Page excerpt:
---+---
The Bare Necessities of NCA

Or: how to turn a perfectly ordinary correlation into a bottleneck

NCA

necessity

methods

“Necessary condition analysis do not provide credible nor reliable necessity conditions when applied to psychological data.”

Author

Tommaso Feraco

Published

April 20, 2026

“Look for the bare necessities, the simple bare necessities
Forget about your worries and your strife
I mean the bare necessities, old mother nature
That bring the bare necessities of life”

Terry Gilkyson, The Bare Necessities (1967)

A ‘new’ method in town

There is now a ‘new’ temptingly efficient way to generate a fresh psychological paper, wonderful insights, serendipity!

Step 1: Take two variables that correlate
Step 2: Draw a scatterplot.

Figure 1: A scatterplot for your scientific insights!

What do you notice? Is there any white space in those corner? Wow!

Make sure it’s not a trick of your mind. White space in the upper-left corner of your scatterplot! What could it be?

Step 3: Run Necessary Condition Analysis (NCA) to test if it is really blank.
Step 4: NCA detects an effect. Is significant.
Step 5: Declare that a certain level of X is necessary for Y to appear.

Congratulations: your correlation has been promoted from a mildly respectable average effect to a theoretical bottleneck.

That is, of course, slightly impolite (but true!).

NCA is an interesting method with a legitimate aim. It asks a different question from regression. Instead of asking whether higher values of \(X\) are associated with higher values of \(Y\) on average, it asks whether some level of \(X\) is required before a given level of \(Y\) can occur (Dul 2016; Dul, Hauff, and Bouncken 2023). In fields where variables have natural units and clear substantive thresholds, that question can be meaningful. For instance, what is the minimum salary required from all banks to give a 100k loan?
---+---
Listing:
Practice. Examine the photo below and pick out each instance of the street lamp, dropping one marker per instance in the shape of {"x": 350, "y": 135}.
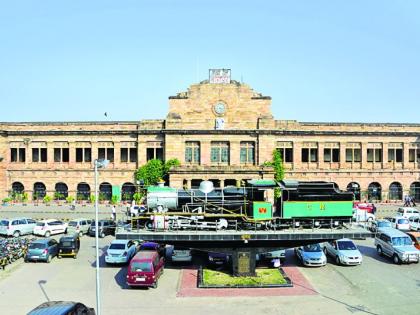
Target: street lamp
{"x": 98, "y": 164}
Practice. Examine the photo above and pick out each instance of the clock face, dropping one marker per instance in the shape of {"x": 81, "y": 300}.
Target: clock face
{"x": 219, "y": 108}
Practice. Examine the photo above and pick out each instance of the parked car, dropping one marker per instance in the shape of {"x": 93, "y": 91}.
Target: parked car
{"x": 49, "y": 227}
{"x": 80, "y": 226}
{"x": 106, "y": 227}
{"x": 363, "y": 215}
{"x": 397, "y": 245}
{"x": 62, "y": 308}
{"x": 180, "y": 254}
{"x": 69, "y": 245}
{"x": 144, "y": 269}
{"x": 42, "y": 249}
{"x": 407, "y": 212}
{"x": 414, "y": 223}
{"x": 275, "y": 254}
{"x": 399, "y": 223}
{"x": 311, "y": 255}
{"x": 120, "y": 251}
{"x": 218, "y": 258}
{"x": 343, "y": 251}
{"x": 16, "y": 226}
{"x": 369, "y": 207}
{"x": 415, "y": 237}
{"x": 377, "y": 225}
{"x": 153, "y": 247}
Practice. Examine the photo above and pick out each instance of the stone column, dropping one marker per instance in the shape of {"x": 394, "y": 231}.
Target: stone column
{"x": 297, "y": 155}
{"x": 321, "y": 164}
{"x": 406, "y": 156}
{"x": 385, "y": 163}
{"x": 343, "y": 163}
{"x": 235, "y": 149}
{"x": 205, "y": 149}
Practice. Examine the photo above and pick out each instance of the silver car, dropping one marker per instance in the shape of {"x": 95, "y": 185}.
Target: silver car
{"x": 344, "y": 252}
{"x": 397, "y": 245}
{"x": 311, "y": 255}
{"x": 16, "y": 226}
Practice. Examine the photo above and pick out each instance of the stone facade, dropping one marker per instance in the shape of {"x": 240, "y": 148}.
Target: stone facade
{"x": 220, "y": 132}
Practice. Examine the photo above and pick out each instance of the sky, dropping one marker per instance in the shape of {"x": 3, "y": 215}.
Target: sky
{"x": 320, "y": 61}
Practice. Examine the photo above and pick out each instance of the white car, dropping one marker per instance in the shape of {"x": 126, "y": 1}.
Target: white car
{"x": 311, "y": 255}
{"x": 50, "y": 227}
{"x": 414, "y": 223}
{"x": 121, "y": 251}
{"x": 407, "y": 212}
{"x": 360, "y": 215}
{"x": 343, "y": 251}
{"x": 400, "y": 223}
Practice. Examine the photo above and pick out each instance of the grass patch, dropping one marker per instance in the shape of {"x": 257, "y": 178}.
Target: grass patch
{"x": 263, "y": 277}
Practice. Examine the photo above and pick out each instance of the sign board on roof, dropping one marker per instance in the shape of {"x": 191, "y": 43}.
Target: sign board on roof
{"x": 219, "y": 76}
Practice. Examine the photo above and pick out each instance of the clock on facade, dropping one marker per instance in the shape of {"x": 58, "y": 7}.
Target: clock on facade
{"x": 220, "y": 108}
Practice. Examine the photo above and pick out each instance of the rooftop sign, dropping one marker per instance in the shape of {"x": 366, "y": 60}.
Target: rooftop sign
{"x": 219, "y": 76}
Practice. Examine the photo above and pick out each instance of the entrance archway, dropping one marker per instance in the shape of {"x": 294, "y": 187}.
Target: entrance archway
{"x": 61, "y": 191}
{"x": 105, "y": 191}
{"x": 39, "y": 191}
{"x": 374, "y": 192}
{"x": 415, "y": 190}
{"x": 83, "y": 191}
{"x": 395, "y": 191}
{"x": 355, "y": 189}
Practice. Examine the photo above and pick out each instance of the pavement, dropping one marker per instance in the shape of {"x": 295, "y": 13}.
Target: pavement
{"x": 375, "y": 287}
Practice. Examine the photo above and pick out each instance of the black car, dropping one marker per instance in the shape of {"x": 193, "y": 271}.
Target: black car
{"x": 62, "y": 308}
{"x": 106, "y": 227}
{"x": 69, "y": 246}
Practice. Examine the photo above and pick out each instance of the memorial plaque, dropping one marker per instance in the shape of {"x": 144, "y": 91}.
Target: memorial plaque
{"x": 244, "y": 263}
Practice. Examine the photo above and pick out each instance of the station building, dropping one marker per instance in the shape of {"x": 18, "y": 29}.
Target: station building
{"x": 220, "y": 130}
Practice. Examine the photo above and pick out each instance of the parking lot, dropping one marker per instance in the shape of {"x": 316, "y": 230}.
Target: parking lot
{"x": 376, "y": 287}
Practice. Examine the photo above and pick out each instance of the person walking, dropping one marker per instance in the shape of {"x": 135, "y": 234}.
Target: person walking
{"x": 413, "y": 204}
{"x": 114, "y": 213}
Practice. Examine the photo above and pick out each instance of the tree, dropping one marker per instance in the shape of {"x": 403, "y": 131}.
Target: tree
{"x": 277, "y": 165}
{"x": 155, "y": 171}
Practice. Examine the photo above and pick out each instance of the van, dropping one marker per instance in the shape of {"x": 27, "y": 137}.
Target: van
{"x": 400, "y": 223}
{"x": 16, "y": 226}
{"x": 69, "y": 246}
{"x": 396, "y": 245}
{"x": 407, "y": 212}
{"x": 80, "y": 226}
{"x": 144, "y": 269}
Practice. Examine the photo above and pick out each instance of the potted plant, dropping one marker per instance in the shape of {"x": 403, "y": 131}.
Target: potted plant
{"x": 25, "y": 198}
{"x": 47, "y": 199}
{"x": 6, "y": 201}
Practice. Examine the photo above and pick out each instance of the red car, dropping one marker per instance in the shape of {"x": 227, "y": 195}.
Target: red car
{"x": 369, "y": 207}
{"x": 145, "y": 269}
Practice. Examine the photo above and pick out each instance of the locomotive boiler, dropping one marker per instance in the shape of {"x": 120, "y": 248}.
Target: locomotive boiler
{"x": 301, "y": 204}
---+---
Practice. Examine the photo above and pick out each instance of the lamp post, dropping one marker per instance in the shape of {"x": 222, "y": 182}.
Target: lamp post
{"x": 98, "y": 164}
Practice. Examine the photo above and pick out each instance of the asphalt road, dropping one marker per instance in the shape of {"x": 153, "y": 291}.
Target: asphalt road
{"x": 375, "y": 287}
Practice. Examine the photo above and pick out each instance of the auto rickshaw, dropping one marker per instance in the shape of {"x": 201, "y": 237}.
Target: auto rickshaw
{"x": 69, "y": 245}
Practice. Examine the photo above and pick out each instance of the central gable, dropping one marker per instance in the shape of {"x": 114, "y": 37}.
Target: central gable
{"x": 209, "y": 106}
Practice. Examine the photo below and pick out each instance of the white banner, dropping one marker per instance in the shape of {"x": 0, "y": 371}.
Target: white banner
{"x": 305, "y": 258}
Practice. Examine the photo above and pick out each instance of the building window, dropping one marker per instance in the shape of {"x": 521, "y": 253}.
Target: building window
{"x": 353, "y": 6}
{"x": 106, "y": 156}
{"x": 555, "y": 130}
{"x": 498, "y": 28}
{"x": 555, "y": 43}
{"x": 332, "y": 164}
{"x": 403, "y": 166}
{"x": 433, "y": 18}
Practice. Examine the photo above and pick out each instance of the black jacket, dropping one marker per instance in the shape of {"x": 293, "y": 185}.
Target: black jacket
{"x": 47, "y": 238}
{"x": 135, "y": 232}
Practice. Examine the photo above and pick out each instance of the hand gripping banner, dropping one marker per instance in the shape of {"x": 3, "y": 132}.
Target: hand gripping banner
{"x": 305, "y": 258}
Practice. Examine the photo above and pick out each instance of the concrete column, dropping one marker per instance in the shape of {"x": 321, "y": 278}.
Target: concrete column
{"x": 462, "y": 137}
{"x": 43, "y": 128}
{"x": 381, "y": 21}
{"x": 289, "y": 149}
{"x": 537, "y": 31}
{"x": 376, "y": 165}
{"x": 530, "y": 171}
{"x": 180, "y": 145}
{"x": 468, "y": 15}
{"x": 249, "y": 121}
---+---
Objective: Reproduce word for word the passage of the NCA article that starts at "Step 5: Declare" and ends after "impolite (but true!).".

Answer to the exercise:
Step 5: Declare that a certain level of X is necessary for Y to appear.

Congratulations: your correlation has been promoted from a mildly respectable average effect to a theoretical bottleneck.

That is, of course, slightly impolite (but true!).